Task:
In the data that follows, find each line containing "stone" and copy it.

Items from a data source:
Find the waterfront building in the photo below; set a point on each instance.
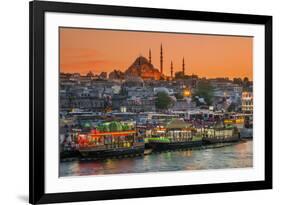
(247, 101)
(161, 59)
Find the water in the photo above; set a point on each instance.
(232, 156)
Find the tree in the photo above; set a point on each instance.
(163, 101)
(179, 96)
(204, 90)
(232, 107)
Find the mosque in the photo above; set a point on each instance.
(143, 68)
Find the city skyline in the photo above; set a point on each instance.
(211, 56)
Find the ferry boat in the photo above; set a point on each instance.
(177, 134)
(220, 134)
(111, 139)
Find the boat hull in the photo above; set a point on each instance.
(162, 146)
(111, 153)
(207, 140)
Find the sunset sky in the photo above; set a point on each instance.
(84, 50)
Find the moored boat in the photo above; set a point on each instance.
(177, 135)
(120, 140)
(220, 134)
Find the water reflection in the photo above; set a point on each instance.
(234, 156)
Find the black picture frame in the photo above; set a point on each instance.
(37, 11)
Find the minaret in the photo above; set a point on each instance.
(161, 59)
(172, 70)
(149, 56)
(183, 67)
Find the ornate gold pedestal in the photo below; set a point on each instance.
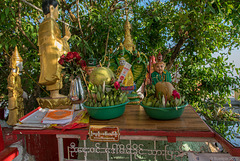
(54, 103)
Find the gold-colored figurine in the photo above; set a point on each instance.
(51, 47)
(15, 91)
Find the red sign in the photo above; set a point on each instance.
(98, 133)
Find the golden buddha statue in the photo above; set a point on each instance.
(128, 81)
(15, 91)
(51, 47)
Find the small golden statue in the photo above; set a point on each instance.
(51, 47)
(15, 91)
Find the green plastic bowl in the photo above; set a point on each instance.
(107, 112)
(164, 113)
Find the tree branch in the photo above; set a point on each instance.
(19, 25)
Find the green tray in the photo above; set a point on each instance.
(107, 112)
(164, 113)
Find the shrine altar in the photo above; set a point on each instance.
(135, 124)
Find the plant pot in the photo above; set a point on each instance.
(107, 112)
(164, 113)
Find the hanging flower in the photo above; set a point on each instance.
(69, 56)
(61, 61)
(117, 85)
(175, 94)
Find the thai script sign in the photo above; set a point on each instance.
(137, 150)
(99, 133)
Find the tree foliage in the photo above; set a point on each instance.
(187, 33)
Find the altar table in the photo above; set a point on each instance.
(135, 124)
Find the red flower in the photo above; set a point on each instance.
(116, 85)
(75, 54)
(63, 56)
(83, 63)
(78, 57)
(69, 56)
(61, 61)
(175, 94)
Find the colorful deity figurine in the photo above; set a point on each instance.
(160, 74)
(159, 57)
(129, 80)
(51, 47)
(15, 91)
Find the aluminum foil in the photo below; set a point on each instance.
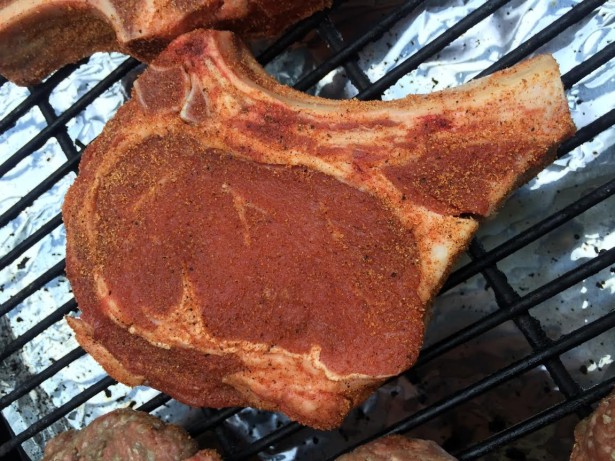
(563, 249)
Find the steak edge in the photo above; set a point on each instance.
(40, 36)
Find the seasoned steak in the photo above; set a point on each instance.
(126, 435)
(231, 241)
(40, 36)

...

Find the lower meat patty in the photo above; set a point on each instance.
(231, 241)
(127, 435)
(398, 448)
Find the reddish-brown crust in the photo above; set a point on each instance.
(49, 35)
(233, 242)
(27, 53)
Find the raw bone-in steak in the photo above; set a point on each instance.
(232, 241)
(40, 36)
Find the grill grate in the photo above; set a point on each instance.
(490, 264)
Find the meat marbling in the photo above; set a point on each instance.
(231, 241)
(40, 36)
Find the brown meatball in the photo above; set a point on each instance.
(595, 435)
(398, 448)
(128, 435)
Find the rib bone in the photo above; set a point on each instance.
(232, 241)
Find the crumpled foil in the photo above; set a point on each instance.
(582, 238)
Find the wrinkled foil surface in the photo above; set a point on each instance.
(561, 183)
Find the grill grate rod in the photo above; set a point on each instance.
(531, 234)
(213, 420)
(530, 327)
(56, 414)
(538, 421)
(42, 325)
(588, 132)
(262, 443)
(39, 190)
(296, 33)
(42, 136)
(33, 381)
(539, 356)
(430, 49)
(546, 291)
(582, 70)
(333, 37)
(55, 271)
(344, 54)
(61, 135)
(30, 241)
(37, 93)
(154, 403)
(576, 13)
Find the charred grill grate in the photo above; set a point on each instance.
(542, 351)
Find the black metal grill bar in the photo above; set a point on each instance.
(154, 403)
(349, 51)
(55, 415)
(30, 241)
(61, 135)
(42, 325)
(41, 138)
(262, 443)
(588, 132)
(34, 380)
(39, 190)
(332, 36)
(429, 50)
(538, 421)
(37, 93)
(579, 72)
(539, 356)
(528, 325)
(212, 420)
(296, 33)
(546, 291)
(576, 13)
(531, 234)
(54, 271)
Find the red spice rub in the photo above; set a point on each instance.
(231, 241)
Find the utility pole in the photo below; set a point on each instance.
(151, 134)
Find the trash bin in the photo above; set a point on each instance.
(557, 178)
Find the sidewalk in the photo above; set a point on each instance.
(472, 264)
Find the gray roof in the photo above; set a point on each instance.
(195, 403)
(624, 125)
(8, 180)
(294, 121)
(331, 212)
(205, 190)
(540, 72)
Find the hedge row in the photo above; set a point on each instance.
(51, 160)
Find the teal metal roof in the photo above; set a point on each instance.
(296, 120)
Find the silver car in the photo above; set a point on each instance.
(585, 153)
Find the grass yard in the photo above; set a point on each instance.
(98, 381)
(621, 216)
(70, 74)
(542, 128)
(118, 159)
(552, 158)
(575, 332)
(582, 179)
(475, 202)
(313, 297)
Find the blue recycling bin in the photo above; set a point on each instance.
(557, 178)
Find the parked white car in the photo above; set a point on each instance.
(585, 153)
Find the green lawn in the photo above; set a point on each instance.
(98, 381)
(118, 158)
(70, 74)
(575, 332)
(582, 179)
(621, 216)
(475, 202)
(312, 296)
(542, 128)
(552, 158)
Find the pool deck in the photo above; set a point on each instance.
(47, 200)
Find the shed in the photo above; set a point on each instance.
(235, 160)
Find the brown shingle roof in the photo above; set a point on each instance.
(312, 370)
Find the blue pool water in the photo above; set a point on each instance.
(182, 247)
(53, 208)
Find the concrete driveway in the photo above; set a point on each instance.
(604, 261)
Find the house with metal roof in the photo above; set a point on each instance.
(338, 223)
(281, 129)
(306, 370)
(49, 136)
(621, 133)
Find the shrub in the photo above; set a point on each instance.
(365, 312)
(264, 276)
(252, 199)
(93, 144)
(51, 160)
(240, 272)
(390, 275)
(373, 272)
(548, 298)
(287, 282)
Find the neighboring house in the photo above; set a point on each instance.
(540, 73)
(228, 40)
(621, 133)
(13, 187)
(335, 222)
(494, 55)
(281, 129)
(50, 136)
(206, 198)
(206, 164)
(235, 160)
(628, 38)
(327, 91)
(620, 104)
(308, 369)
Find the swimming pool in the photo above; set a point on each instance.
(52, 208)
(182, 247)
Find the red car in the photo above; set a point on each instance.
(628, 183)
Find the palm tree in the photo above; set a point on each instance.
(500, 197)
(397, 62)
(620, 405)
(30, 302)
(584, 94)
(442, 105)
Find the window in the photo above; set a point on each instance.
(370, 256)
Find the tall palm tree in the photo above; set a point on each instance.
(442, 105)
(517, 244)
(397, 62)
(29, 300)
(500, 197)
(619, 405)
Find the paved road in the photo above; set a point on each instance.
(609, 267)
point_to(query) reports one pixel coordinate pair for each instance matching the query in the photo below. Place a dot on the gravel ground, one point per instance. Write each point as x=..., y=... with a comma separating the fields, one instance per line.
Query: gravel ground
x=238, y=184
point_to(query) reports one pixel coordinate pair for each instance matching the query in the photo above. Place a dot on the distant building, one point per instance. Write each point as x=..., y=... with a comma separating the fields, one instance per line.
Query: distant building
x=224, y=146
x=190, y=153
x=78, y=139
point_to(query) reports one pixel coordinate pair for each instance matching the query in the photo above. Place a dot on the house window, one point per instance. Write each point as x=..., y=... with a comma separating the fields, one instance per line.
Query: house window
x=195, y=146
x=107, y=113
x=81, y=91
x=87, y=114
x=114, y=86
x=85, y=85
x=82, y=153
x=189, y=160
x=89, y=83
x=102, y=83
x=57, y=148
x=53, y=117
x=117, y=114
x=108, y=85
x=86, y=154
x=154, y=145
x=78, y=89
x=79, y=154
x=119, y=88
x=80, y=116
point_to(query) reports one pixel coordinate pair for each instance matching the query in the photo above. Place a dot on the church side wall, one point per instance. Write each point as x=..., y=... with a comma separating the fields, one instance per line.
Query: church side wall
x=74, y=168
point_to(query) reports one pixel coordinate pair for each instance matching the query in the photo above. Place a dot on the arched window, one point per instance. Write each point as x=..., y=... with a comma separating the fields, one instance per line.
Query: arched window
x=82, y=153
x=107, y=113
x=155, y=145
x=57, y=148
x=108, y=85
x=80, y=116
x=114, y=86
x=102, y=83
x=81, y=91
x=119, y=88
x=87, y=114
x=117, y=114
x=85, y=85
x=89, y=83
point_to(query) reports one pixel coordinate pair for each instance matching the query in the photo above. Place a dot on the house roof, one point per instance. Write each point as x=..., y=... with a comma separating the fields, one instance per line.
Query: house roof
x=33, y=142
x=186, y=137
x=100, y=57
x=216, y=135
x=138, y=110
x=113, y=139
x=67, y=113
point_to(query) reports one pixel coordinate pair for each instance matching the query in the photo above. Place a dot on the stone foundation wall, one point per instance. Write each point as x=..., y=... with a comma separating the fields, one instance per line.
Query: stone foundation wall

* * *

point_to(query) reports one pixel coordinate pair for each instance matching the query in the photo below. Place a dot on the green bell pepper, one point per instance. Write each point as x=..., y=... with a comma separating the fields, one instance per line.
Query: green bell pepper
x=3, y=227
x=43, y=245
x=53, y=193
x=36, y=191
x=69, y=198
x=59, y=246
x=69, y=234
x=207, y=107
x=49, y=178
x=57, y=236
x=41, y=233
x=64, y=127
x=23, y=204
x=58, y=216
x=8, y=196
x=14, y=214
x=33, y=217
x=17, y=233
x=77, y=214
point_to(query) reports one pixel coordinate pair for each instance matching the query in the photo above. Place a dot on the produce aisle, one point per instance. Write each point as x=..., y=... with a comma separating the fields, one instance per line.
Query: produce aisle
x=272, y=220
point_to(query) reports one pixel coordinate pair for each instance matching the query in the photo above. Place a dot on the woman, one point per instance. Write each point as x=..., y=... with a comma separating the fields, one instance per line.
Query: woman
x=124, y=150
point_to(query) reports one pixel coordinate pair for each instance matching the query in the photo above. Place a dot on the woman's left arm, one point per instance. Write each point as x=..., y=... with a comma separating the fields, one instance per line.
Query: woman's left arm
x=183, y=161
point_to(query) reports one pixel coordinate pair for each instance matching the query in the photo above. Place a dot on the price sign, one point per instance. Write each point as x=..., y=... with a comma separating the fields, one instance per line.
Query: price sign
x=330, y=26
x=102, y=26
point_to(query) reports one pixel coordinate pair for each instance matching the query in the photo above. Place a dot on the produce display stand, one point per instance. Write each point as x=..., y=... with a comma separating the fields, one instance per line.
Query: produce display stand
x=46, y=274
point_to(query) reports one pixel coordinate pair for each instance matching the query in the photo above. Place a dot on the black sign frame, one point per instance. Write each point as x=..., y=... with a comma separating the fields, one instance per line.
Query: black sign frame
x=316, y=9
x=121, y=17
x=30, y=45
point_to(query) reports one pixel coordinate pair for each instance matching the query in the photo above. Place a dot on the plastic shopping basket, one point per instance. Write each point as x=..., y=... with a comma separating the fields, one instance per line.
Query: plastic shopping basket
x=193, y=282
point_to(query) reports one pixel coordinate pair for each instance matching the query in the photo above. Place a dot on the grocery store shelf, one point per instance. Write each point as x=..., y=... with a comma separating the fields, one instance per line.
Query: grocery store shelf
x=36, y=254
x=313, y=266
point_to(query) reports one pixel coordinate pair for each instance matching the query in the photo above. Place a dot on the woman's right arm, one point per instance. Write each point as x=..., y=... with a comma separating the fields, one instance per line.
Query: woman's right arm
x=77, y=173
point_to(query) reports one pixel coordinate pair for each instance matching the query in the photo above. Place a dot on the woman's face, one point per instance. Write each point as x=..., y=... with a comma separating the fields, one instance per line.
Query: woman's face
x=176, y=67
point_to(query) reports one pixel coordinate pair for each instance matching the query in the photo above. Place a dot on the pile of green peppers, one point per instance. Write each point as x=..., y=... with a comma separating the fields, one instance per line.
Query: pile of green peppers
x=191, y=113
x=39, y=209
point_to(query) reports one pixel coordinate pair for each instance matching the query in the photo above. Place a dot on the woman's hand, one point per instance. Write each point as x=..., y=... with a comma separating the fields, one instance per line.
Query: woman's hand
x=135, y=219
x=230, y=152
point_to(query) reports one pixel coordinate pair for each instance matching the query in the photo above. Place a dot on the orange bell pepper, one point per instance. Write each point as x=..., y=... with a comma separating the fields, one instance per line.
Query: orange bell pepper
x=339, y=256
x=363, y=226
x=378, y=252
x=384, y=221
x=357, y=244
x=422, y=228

Reply:
point_to(query) reports one pixel coordinate pair for each instance matching the query in the photo above. Place a dot on the stone foundation wall, one point per instance. Write each point as x=..., y=... with a comma separating the fields, one instance per line.
Query: stone foundation wall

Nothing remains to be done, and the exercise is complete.